Keir Starmer will be Britain’s next prime minister with his Labour Party set to win a massive majority in a parliamentary election, an exit poll on Thursday indicated, while Rishi Sunak’s Conservatives are forecast to suffer historic losses.
Centre-left Labour was on course to capture 410 of the 650 seats in parliament, an astonishing reversal of fortunes from five years ago when it suffered its worst performance since 1935.
The result would give Labour a majority of 170 and would bring the curtain down on 14 years of increasingly tumultuous Conservative-led government.
“To everyone who has campaigned for Labour in this election, to everyone who voted for us and put their trust in our changed Labour Party – thank you,” Starmer said on X.
Sunak’s party were forecast to only win 131 seats, the worst electoral performance in its history, as voters punished them for a cost-of-living crisis, and years of instability and in-fighting which has seen five different prime ministers since the Brexit vote of 2016.
The centrist Liberal Democrats were predicted to capture 61 seats while the right-wing populist Reform UK party, headed by Brexit campaigner Nigel Farage who had pledged to destroy the Conservative party, was forecast to win 13.
While the prediction for Reform was far better than expected, the overall outcome suggests the disenchanted British public appears to have shifted support to the centre-left, unlike in France where Marine Le Pen’s far-right National Rally party made historic gains in an election last Sunday.
It was not just the Conservatives whose vote was predicted to have collapsed. The pro-independence Scottish National Party was forecast to win only 10 seats, its worst showing since 2010, after a period of turmoil which has seen two leaders quit in little over a year.
In the last six UK elections, only one exit poll has got the outcome wrong. Official results will follow over the next few hours.
“If this exit poll is correct, then this is a historic defeat for the Conservative Party, one of the most resilient forces that have we have seen in British political history,” Keiran Pedley, research director at Ipsos, which carried out the exit poll, told Reuters.

Exercise tasks
[A] Please quote the exit poll article word for word between "It was not just" and "poll, told Reuters.", inclusive.
[B] Write the next few sentences of the exit poll article, picking up after its final paragraph.

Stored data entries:
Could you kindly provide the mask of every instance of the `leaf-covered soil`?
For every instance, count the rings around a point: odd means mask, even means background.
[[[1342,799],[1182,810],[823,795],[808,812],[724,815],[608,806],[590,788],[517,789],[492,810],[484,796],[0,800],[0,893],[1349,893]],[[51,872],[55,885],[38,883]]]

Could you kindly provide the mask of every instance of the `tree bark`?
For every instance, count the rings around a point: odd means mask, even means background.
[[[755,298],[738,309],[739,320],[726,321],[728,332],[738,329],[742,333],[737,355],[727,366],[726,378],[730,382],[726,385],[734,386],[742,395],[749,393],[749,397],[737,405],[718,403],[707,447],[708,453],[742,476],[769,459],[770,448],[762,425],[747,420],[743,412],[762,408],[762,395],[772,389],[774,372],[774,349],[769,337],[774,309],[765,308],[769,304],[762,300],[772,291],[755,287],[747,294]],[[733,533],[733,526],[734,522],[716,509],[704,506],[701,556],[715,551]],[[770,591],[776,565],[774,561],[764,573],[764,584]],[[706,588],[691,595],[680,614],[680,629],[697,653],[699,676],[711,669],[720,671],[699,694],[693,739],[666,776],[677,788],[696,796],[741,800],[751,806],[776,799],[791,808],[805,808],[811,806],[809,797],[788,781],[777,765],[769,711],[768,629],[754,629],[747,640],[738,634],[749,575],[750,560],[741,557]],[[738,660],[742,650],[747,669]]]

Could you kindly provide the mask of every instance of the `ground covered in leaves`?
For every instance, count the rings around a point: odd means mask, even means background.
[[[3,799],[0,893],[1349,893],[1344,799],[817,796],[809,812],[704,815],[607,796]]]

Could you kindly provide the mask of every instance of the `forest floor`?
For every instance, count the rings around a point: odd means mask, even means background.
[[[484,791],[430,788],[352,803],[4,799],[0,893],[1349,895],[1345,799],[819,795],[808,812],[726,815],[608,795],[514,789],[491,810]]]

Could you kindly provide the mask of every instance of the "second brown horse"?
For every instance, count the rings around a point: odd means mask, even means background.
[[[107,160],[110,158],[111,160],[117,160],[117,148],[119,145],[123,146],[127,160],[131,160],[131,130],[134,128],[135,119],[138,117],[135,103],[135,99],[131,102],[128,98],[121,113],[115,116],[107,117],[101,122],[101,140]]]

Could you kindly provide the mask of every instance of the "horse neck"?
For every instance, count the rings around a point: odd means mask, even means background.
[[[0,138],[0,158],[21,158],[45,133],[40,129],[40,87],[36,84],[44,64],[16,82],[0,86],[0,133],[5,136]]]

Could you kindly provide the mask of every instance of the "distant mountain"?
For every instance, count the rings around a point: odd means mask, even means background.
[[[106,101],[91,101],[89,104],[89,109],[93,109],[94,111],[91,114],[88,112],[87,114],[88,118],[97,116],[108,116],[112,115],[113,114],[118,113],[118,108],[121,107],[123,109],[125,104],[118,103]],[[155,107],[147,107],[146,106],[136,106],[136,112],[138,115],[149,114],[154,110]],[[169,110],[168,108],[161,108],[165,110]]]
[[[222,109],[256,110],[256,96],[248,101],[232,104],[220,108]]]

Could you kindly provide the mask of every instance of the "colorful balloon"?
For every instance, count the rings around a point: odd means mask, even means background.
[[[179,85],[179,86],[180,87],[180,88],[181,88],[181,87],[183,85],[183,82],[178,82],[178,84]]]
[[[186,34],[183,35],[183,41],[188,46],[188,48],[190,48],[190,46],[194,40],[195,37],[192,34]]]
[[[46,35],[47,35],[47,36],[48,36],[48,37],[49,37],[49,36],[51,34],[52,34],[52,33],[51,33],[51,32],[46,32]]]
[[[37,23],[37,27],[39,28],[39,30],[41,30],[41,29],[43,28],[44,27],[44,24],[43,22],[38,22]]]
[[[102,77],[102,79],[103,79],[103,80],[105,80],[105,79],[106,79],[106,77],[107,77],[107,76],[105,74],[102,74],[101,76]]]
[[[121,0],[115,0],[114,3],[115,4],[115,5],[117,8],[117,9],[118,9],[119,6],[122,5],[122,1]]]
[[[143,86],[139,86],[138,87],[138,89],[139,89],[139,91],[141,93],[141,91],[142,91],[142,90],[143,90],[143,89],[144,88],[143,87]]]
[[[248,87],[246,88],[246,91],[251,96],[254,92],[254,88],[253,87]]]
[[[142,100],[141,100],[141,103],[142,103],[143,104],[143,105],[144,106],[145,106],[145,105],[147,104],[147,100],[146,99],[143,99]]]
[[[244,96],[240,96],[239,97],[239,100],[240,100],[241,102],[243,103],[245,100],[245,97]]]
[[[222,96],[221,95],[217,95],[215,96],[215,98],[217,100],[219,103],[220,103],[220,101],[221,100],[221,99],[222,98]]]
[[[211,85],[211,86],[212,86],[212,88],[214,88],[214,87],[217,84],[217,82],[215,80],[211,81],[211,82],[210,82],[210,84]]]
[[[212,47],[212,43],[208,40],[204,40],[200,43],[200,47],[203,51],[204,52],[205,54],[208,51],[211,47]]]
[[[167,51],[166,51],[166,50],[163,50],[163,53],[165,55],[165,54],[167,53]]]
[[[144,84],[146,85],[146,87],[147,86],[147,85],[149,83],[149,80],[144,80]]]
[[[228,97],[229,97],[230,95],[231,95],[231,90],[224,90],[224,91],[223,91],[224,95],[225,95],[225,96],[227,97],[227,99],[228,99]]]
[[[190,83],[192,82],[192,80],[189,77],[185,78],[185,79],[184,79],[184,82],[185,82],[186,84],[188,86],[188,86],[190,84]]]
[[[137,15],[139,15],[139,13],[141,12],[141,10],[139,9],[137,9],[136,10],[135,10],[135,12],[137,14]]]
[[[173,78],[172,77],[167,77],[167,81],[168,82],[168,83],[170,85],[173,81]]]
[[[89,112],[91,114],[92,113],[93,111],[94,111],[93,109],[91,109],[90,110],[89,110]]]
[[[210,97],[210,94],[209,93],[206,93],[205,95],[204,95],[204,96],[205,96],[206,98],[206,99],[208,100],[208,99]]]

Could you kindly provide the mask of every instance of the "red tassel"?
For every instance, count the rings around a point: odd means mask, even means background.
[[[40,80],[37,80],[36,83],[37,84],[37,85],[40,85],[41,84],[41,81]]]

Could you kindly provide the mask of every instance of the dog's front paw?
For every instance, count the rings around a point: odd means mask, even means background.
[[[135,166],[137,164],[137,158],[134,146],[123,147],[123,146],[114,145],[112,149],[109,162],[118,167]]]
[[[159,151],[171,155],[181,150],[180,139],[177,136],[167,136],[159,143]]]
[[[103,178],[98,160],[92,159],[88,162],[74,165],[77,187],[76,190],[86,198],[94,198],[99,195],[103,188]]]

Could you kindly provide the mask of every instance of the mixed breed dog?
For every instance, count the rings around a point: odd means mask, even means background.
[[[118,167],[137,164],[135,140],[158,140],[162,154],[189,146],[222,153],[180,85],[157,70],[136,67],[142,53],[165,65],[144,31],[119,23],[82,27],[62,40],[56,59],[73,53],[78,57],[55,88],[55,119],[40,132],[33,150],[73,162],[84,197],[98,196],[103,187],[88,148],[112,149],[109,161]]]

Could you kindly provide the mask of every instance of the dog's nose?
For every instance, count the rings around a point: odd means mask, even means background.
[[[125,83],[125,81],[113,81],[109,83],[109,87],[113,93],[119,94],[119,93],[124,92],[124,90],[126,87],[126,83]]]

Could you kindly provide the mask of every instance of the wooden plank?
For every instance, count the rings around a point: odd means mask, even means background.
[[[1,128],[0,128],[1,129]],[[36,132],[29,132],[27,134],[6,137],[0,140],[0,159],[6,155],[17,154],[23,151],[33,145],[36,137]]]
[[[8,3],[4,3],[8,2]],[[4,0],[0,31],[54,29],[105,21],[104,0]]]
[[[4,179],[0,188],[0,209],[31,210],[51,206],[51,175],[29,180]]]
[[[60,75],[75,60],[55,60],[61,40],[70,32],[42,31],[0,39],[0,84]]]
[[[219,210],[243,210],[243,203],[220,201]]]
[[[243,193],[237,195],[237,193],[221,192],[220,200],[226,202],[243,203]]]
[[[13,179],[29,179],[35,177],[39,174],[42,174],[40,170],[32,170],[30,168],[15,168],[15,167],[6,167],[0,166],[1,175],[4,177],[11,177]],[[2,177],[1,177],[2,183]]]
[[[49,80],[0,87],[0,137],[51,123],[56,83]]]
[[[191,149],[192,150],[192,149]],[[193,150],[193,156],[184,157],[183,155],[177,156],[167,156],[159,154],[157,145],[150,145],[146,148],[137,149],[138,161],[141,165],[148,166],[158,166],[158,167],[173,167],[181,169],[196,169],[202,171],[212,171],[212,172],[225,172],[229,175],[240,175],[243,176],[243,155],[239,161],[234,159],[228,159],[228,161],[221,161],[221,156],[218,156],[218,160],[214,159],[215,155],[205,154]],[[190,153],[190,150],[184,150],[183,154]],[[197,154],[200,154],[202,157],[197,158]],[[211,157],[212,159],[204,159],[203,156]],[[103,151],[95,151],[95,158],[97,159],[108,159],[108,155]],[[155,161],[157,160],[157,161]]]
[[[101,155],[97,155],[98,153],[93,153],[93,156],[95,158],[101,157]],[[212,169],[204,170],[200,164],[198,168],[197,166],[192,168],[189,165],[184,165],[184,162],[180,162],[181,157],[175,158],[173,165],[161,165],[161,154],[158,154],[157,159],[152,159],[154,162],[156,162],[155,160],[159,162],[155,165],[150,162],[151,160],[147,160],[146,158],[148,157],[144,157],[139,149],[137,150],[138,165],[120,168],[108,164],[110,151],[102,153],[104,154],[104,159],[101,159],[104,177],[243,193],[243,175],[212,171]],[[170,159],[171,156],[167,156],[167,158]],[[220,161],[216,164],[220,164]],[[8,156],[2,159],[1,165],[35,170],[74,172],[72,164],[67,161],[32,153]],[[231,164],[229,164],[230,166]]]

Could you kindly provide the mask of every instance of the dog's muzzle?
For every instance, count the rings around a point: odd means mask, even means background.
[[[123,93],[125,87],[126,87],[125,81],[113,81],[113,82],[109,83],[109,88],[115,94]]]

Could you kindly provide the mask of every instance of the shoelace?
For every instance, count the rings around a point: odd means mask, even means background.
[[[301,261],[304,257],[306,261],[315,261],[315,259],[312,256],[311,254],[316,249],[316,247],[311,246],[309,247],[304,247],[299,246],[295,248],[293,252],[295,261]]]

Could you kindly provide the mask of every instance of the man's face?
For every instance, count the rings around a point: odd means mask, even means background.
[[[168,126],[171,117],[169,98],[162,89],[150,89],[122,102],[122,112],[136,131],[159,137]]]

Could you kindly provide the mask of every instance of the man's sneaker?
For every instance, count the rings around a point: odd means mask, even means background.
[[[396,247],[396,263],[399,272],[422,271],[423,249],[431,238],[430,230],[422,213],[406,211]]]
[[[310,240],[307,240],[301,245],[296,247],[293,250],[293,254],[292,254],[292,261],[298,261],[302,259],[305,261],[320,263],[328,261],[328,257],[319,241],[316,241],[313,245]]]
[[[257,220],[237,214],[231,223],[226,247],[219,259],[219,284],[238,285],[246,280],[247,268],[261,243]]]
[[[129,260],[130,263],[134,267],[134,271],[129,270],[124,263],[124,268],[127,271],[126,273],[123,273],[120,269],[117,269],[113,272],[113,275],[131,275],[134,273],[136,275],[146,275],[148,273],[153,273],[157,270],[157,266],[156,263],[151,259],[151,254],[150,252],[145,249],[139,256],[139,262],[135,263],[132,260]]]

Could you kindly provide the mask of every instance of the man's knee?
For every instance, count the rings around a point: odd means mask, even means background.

Answer section
[A]
It was not just the Conservatives whose vote was predicted to have collapsed. The pro-independence Scottish National Party was forecast to win only 10 seats, its worst showing since 2010, after a period of turmoil which has seen two leaders quit in little over a year.
In the last six UK elections, only one exit poll has got the outcome wrong. Official results will follow over the next few hours.
“If this exit poll is correct, then this is a historic defeat for the Conservative Party, one of the most resilient forces that have we have seen in British political history,” Keiran Pedley, research director at Ipsos, which carried out the exit poll, told Reuters.

[B]
“It looked like the Conservatives were going to be in power for 10 years and it has all fallen apart.”
LABOUR TURNAROUND
Sunak stunned Westminster and many in his own party by calling the election earlier than he needed to in May with the Conservatives trailing Labour by some 20 points in opinion polls.
He had hoped that the gap would narrow as had traditionally been the case in British elections, but the deficit has failed to budge in a fairly disastrous campaign.
It started badly with him getting drenched by rain outside Downing Street as he announced the vote, before aides and Conservative candidates became caught up in a gambling scandal over suspicious bets placed on the date of the election.
Sunak’s early departure from D-Day commemorative events in France to do a TV interview angered veterans, and even those within his own party said it raised questions about his political acumen.
If the exit poll proves right, it represents an incredible turnaround for Starmer and Labour, which critics and supporters said was facing an existential crisis just three years ago when it appeared to have lost its way after its 2019 drubbing.
But a series of scandals – most notably revelations of parties in Downing Street during COVID lockdowns – undermined then prime minister Boris Johnson and its commanding poll leads evaporated.
Liz Truss’ disastrous six-week premiership, which followed Johnson being forced out at the end of 2022, cemented the decline, and Sunak was unable to make any dent in Labour’s now commanding poll lead.
“That turnaround is pretty unprecedented in British history and just goes to show the scale of volatility with voters at the moment when they think their promises have been broken,” Pedley said.
While polls have suggested that there is no great enthusiasm for Labour leader Starmer, his simple message that it was time for change appears to have resonated with voters.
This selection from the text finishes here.